— begin —

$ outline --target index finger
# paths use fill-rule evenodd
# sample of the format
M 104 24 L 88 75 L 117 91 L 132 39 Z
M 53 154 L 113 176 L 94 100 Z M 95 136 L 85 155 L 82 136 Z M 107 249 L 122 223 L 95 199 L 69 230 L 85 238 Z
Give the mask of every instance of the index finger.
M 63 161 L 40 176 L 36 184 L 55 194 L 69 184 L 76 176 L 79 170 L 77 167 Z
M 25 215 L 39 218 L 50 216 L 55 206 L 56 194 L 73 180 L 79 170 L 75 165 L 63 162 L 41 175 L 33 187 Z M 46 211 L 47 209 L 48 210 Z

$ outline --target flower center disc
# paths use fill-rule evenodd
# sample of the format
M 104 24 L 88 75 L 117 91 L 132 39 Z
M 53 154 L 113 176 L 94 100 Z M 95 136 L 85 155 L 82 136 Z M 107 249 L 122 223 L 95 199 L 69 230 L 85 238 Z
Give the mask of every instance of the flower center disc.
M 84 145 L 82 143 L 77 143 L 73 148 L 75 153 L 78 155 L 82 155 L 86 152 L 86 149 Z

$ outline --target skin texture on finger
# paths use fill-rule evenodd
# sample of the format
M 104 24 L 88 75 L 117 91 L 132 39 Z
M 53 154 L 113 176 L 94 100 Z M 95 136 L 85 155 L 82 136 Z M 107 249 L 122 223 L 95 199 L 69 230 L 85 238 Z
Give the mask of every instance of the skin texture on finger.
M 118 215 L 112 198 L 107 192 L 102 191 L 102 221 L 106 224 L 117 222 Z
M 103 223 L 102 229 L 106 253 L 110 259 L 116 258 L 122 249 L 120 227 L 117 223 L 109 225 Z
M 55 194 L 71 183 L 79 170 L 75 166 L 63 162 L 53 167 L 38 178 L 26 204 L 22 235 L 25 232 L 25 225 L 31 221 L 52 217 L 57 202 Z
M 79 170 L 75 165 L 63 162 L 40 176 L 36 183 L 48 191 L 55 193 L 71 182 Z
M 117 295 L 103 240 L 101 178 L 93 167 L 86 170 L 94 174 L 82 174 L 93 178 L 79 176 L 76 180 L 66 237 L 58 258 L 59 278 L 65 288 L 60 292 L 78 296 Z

— end —

● **What this task involves**: Copy the rows above verbatim, starting with the line containing "--target flower center disc" and continuing through the line containing "M 84 145 L 82".

● **Exercise result**:
$ outline --target flower center disc
# paths use fill-rule evenodd
# sample of the format
M 104 24 L 88 75 L 117 91 L 132 39 Z
M 53 154 L 113 176 L 94 100 Z M 95 136 L 85 155 L 82 136 Z M 107 249 L 122 223 L 95 199 L 69 230 L 85 238 Z
Give the mask of every instance of the flower center disc.
M 84 145 L 82 143 L 77 143 L 73 148 L 75 153 L 78 155 L 82 155 L 86 152 L 86 149 Z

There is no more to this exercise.